### Dataset entries
◇ ◇ ◇ ◇

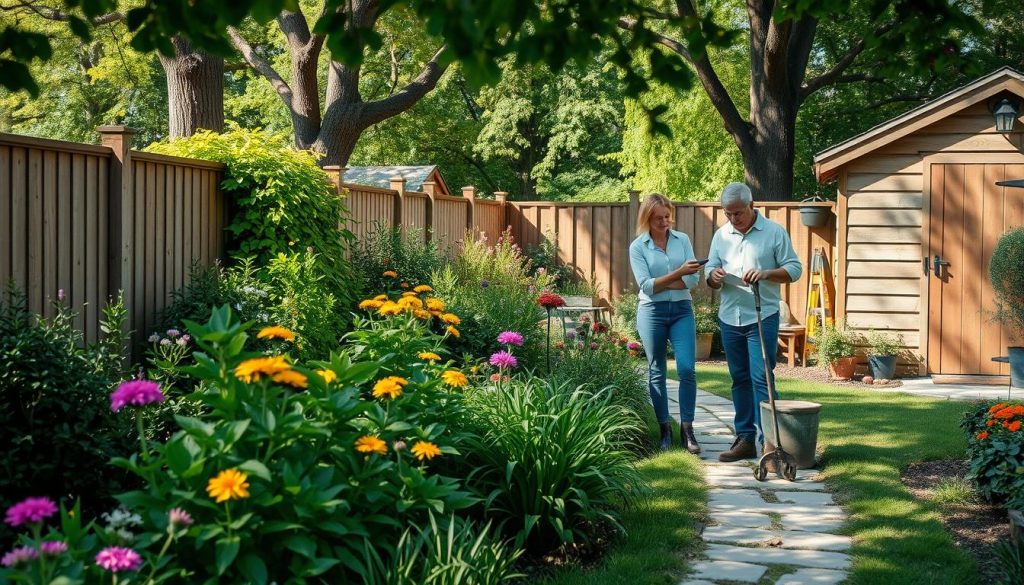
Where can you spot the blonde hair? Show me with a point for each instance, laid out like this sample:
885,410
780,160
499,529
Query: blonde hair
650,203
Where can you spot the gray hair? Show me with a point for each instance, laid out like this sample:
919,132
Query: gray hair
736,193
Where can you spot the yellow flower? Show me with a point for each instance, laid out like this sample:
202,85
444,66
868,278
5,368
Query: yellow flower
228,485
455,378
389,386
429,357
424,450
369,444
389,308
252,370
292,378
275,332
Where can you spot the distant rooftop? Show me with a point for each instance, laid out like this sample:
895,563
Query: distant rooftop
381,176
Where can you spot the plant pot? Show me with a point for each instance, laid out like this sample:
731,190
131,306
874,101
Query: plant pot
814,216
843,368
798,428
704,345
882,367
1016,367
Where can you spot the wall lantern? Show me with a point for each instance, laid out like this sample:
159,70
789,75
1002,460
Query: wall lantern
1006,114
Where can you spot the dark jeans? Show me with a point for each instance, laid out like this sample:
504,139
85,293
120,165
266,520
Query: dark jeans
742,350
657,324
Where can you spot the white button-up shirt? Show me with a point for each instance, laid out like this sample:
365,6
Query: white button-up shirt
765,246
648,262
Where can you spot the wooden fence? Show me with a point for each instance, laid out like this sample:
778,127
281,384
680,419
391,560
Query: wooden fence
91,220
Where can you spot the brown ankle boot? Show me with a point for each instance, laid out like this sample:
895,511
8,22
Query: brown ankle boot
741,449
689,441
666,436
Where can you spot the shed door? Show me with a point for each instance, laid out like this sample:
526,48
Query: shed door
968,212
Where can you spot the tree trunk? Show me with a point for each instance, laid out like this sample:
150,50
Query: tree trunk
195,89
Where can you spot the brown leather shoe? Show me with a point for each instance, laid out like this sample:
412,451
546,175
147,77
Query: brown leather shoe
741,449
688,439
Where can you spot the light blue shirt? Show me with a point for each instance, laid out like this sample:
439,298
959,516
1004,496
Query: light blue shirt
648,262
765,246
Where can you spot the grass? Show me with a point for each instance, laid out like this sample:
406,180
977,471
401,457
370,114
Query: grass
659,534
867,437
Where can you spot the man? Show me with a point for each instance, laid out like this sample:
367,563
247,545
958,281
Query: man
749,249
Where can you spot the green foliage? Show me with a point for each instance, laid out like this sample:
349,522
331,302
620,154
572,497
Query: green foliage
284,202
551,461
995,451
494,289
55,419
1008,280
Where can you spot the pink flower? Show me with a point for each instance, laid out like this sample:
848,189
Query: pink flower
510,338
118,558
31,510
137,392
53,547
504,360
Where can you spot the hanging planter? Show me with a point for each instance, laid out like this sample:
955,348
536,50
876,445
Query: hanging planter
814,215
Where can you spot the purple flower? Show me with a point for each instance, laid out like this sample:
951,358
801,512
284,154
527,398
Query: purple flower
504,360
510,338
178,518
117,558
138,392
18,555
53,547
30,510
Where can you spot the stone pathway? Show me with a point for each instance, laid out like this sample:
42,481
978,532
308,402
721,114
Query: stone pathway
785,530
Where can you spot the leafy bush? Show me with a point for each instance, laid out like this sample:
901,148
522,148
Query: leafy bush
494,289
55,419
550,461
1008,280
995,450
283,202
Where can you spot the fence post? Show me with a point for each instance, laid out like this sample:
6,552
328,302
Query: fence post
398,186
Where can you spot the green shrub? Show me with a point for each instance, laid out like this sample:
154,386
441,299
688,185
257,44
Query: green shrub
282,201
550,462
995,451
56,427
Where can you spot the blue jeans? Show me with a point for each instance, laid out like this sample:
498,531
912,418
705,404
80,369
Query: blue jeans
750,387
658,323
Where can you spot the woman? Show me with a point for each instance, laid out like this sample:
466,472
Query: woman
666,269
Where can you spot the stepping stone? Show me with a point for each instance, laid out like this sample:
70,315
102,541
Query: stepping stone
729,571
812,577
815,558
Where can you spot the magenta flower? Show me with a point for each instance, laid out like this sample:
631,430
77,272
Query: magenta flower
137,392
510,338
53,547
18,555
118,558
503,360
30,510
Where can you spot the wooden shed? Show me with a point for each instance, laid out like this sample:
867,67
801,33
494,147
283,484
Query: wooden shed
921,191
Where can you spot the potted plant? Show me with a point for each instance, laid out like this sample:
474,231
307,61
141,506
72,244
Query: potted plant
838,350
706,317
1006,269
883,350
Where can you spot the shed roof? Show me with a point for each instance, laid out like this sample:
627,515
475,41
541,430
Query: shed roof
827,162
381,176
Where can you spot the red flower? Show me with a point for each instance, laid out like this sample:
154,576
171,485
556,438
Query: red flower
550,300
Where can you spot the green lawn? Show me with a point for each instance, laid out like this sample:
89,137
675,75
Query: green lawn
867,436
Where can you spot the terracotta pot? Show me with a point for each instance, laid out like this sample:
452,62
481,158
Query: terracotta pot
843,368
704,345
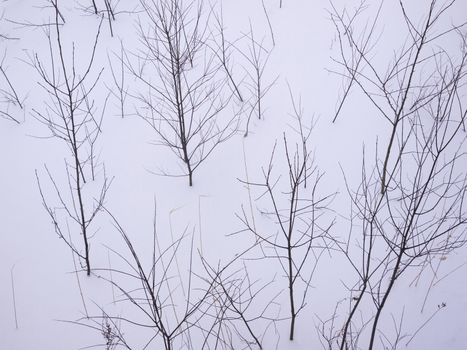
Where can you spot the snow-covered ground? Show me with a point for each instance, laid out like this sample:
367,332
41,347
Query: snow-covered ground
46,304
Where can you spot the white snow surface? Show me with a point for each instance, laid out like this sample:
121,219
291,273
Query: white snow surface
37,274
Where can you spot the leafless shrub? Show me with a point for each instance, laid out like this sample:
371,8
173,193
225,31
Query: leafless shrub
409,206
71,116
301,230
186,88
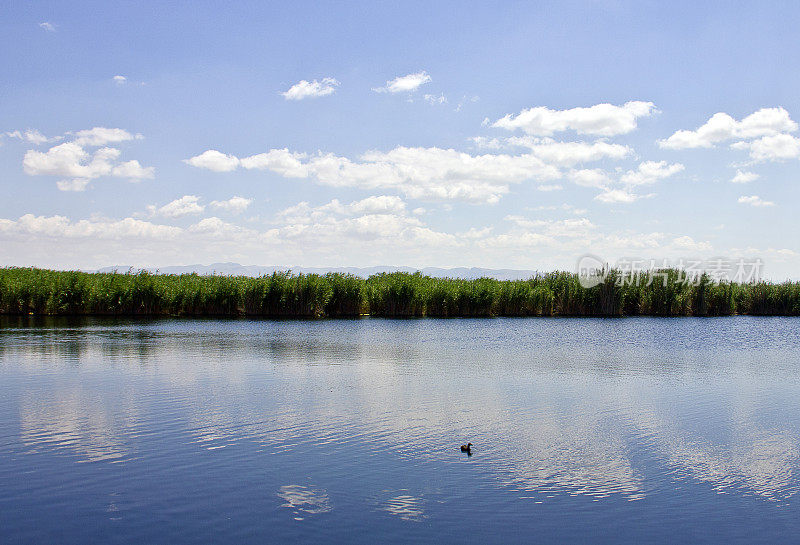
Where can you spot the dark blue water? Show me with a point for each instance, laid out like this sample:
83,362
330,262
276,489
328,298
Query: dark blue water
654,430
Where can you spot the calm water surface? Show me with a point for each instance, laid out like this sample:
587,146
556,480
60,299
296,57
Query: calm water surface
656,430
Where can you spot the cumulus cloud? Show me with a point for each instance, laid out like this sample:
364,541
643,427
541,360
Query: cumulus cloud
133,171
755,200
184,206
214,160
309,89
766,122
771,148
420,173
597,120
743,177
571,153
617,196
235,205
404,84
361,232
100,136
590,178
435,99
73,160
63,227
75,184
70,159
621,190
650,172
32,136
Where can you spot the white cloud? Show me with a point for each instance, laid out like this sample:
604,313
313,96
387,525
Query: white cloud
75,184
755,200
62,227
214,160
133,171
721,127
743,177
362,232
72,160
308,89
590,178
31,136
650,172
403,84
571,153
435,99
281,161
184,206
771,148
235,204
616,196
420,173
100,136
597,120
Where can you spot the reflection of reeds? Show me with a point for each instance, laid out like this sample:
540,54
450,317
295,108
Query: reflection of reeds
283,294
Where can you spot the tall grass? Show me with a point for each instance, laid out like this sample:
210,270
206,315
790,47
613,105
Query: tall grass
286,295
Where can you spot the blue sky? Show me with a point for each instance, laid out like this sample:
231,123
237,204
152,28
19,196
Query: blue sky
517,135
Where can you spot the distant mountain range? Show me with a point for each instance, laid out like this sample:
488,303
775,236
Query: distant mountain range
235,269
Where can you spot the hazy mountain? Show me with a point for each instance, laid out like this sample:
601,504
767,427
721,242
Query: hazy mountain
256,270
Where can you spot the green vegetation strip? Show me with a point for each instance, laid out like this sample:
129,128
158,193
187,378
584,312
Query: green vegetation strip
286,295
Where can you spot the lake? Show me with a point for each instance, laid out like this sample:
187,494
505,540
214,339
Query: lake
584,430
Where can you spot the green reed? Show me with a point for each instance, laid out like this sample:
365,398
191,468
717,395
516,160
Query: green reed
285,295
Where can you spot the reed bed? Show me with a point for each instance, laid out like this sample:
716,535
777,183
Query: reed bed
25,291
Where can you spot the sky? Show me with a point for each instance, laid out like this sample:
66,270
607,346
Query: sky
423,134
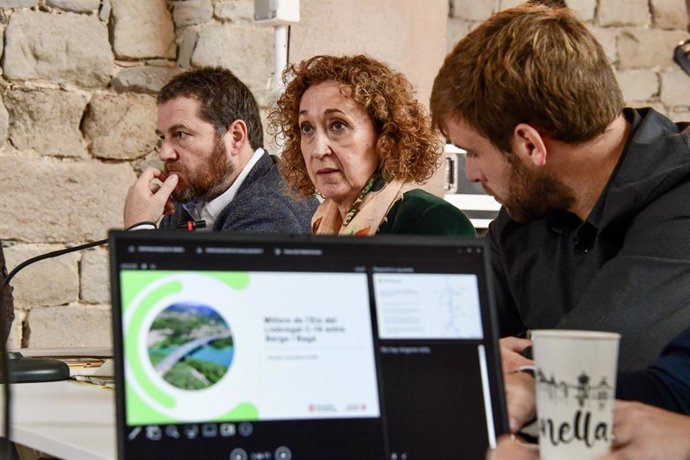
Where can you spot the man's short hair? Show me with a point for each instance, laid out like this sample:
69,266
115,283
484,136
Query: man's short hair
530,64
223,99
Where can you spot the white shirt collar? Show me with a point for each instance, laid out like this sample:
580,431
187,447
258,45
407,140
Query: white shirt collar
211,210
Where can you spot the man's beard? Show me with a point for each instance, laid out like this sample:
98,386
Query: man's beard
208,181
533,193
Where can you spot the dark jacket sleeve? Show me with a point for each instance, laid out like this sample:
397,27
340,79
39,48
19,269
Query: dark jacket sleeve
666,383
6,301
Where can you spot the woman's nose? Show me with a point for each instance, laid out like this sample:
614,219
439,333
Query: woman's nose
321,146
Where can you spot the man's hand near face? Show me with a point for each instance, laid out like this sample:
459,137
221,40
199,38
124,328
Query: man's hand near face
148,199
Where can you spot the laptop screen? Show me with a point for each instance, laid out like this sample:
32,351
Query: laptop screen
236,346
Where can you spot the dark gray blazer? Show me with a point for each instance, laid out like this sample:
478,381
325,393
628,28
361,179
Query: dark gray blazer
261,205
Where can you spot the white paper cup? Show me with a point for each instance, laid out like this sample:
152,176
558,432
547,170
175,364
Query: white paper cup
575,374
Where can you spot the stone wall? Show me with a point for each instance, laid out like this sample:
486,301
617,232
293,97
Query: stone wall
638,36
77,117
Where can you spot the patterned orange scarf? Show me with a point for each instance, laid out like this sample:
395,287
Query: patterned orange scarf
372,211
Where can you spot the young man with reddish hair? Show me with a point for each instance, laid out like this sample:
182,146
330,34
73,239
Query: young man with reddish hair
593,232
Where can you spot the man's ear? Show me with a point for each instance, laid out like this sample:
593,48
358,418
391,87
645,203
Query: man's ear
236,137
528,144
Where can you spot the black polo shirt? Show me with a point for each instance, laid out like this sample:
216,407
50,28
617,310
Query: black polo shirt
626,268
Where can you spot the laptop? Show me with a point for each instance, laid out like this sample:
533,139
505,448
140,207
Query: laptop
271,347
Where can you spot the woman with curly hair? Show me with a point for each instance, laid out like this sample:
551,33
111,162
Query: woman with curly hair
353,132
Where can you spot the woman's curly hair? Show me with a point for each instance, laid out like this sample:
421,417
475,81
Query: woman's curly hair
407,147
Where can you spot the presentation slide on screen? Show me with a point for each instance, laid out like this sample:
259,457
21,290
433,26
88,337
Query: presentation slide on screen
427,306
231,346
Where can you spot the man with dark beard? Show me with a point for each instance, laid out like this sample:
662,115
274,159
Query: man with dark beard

◇ ◇ ◇ ◇

Extract, exactly as they appear, the lines from the one containing "Where can you spot the patterned" through the final line.

### Solution for this task
Where can you spot the patterned orange scarf? Show me with a point for each instance, laid out like this sample:
395,287
Query: patterned orange scarf
372,211
Where can you spot the young man with reddish hair? Show me with a point for each instance, laid out like this sample:
182,146
330,34
73,239
Query: young man with reddish hair
593,232
Where can you spot the man's ear? Show me with a point for each instance, laid out like this sample:
593,48
358,418
391,87
645,203
Query: man's ear
236,137
528,144
Where can you spot the black polo shirt? Show me with a point for each instance, laid out like this sample:
216,407
50,28
617,310
Query: black polo shirt
626,268
Where can you spot the laptop? Show me with a point for each instance, laid out like this sample:
533,139
505,448
140,207
Query: laptop
271,347
Where can you spot the woman with curly hair? Show me with a point for each instance, laid out like this sample:
551,33
111,162
Query: woman with curly hair
353,132
Where can you spot the woman's curly hair? Show me with a point for each instance, laid out like this sample:
421,417
475,81
Query: woman's curly hair
407,147
Where can you spot the presentation slide on screen? Show me with a point for each instance, laid out like this sample:
259,457
21,290
433,26
88,337
Query: presentation slide on screen
427,306
231,346
Where can you spot the man with dark beard? Show me with a point for each instance, laid out like this sample:
662,115
274,159
Query: man with dark beard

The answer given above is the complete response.